§ **REQUIREMENT**
All that should be output is the block of lines below from the line with "Target: green plastic chair" to the line with "Target: white wall", both included, exactly as written.

**********

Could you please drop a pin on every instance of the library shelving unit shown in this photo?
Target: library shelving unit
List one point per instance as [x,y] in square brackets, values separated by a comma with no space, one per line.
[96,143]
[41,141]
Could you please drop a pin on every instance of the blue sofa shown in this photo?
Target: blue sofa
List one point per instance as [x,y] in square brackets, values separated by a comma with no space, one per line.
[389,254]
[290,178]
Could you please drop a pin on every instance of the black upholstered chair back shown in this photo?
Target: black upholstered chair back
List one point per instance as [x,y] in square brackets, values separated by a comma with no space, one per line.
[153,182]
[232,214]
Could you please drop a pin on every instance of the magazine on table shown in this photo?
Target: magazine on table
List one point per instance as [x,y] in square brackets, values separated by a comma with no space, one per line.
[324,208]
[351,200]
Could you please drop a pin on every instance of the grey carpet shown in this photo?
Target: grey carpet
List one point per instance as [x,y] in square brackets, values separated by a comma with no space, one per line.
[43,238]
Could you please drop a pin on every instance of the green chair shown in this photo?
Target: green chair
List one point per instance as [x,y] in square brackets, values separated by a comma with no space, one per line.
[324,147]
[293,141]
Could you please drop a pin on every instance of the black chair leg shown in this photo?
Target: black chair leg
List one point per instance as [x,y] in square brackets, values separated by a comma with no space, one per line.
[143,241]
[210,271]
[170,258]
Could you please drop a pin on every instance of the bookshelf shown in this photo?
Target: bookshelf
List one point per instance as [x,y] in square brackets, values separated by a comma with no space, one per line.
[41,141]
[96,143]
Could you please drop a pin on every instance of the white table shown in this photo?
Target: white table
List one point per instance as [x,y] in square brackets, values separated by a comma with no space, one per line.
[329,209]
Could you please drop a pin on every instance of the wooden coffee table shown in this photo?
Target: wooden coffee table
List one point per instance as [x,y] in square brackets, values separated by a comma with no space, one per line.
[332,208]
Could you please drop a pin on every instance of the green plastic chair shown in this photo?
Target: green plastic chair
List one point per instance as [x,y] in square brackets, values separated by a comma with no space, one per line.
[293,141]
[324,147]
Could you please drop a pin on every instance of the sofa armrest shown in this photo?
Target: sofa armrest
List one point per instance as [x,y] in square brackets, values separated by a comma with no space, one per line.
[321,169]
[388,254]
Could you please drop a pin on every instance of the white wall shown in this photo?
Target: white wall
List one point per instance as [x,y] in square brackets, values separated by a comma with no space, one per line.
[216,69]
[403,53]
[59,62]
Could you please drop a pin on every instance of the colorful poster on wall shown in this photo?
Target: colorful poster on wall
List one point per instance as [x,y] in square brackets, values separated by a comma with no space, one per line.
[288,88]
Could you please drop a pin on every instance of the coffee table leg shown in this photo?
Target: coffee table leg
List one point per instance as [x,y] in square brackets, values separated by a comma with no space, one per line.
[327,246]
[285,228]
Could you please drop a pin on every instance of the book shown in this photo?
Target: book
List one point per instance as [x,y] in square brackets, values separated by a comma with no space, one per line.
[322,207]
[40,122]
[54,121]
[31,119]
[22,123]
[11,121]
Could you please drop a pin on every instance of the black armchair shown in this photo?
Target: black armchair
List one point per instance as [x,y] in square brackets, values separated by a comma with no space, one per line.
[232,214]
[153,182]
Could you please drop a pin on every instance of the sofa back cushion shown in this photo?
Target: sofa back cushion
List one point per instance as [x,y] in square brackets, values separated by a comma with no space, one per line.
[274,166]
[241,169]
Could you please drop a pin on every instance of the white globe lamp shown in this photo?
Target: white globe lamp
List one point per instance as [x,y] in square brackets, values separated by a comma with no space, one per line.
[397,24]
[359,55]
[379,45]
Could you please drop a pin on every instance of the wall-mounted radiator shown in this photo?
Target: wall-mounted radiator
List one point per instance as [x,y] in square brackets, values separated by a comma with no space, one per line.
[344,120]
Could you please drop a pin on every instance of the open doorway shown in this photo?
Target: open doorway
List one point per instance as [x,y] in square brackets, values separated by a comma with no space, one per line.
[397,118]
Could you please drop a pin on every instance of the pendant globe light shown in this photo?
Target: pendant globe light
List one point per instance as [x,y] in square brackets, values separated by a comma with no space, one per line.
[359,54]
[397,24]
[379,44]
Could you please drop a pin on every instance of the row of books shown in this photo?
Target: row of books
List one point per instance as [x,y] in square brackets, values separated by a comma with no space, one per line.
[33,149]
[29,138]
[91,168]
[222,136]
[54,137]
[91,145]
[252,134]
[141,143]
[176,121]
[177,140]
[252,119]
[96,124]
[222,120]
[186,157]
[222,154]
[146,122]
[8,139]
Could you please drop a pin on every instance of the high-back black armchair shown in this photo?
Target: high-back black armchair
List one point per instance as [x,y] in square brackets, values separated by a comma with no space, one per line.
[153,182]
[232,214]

**********

§ **COMPLETED TASK**
Target: green plastic chair
List one point per instance as [x,y] in square brackets, values separated by a comma with no space, one per line.
[293,141]
[324,147]
Could you please drop a pin on every instance of the sofa armrest shown in this photo?
Target: sofa armrest
List one point per instance as [x,y] in square brackets, values separated by a comma with no space, one per line.
[321,169]
[388,254]
Could you please drop a pin on every instance of the white wall shown in this photo?
Target: white wall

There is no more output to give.